## Exercise aim
Retype the section of the IOMMU patch note below starting with "[permalink] [raw]" and going on through "updates to IRTE.".

## Extract to read
────────────────

2020-09-03 09:38:59

by Suthikulpanit, Suravee

[permalink] [raw]
Subject: [PATCH 0/2 v2] iommu: amd: Fix intremap IO_PAGE_FAULT for VMs

Interrupt remapping IO_PAGE_FAULT has been observed under system w/
large number of VMs w/ pass-through devices. This can be reproduced with
64 VMs + 64 pass-through VFs of Mellanox MT28800 Family [ConnectX-5 Ex],
where each VM runs small-packet netperf test via the pass-through device
to the netserver running on the host. All VMs are running in reboot loop,
to trigger IRTE updates.

In addition, to accelerate the failure, irqbalance is triggered periodically
(e.g. 1-5 sec), which should generate large amount of updates to IRTE.

────────────────

## Source data
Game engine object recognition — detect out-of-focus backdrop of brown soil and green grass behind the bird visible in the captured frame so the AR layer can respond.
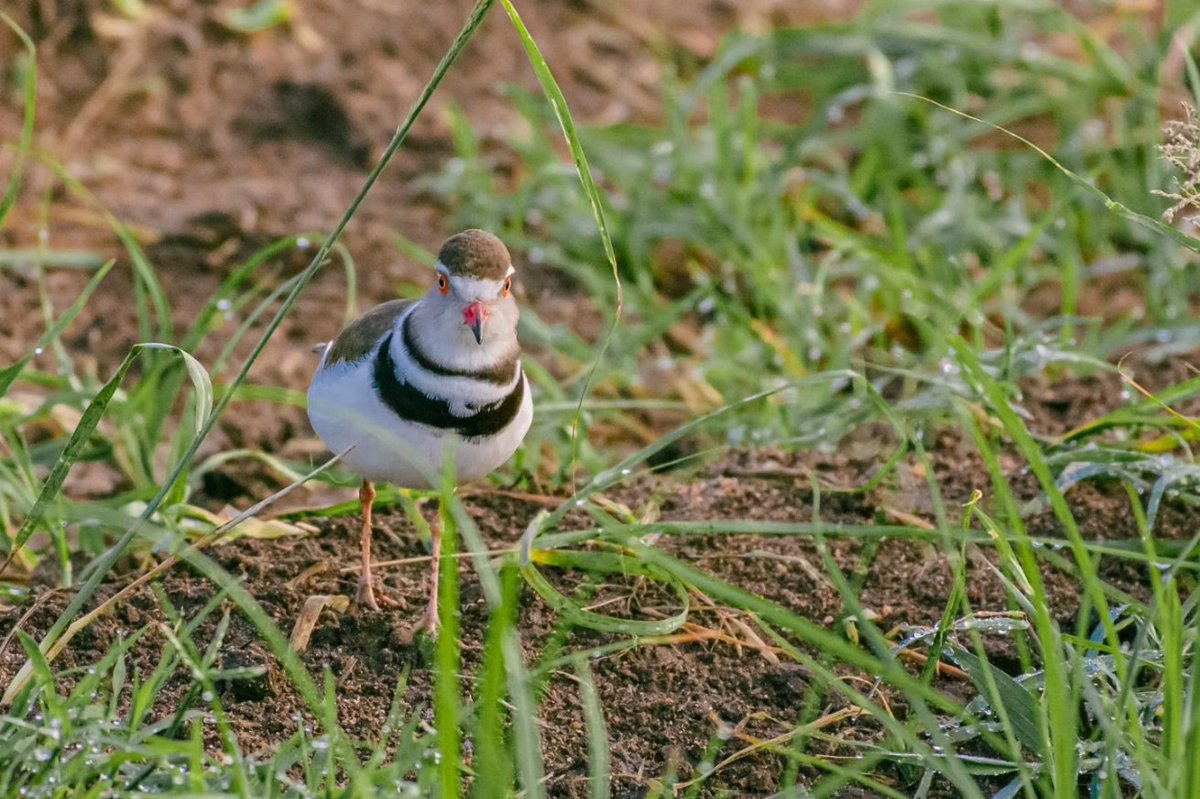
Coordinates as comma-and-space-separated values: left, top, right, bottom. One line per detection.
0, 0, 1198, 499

────────────────

## Result of the task
[permalink] [raw]
Subject: [PATCH 0/2 v2] iommu: amd: Fix intremap IO_PAGE_FAULT for VMs

Interrupt remapping IO_PAGE_FAULT has been observed under system w/
large number of VMs w/ pass-through devices. This can be reproduced with
64 VMs + 64 pass-through VFs of Mellanox MT28800 Family [ConnectX-5 Ex],
where each VM runs small-packet netperf test via the pass-through device
to the netserver running on the host. All VMs are running in reboot loop,
to trigger IRTE updates.

In addition, to accelerate the failure, irqbalance is triggered periodically
(e.g. 1-5 sec), which should generate large amount of updates to IRTE.